By Adam Gifford
If you start noticing banners for New Zealand firms when you link to overseas Internet sites like Altavista or Dilbert, you're seeing the results of a service sold by Auckland-based Web site designer WebMasters.
The company has a licence to on-sell technology from DoubleClick, the largest agent for Internet advertising.
Paul Hashfield, chief executive of WebMasters Ad Network, said the technology allows New Zealand companies to use the Internet for targeted campaigns.
"We are looking at ways of driving traffic to Web sites, which is the only way get a return on investment," Mr Hashfield said.
Clear, IBM and Telecom Xtra were the first off the rank to use the service, which queries where a request is coming from and, if it detects a New Zealand Internet protocol (IP) address, sends back an appropriate banner ad with the page.
"It can even go so far as picking up, from the address, if someone is working for a particular company or organisation," Mr Hashfield said. "If I wanted to deliver an ad to the people from just one company, I can identify them when they visit the site."
He said 250 NZ organisations had so far been "mapped".
Organisation-specific advertising is becoming common in the United States, as it allows advertising to be visible to their most important customers every time those customers' employees go online to view sites in the Ad Network.
Internet advertising is sold on a per-page impression basis for less than 10 cents a page. The Altavista search engine site gets 960 million pages downloaded each month. Putting a banner ad on each page would be prohibitively expensive, but advertising on a large percentage of the 3.5 million pages called up from New Zealand may be possible.

Information shown:
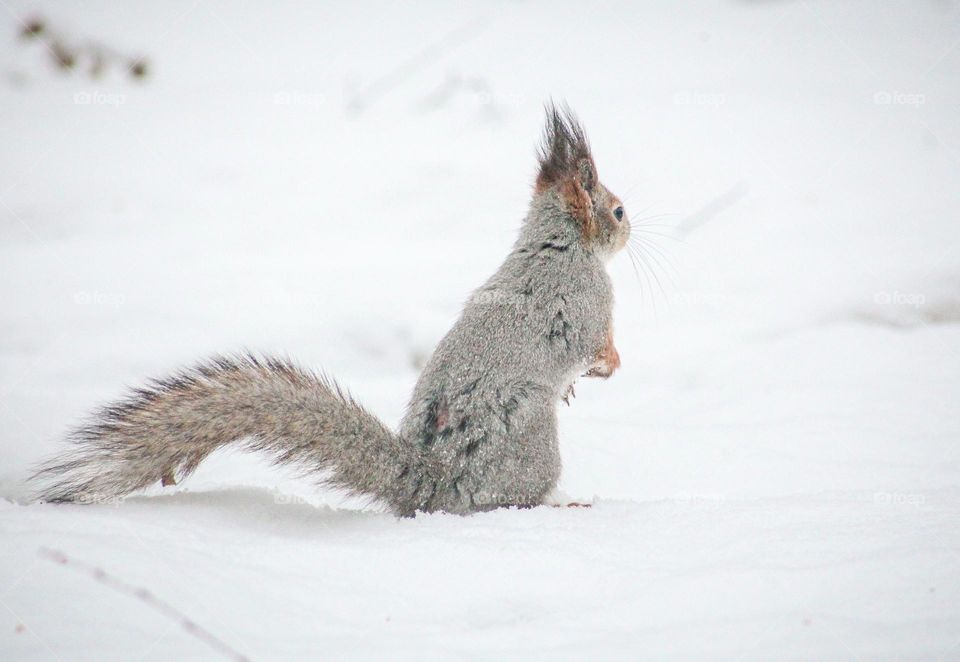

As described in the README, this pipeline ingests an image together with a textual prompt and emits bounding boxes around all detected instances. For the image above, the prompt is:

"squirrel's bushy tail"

--

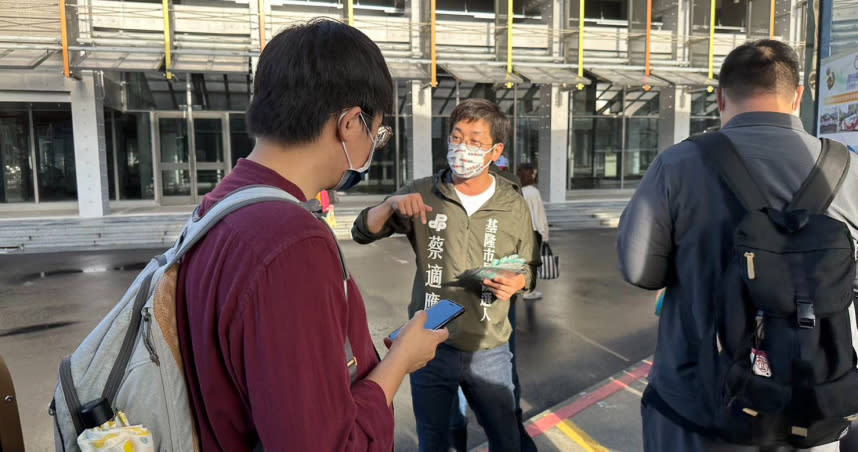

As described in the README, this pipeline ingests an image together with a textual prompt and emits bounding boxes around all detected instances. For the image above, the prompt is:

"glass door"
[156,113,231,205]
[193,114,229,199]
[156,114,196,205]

Tasks and exercises:
1. List every company the WebMasters advertising article names as first to use the service.
2. According to the WebMasters advertising article, how many New Zealand organisations had been "mapped" so far?
3. Reproduce the passage of the WebMasters advertising article starting with "Organisation-specific advertising is" and going on through "the Ad Network.".

Answers to the tasks:
1. Clear, IBM, Telecom Xtra

2. 250

3.
Organisation-specific advertising is becoming common in the United States, as it allows advertising to be visible to their most important customers every time those customers' employees go online to view sites in the Ad Network.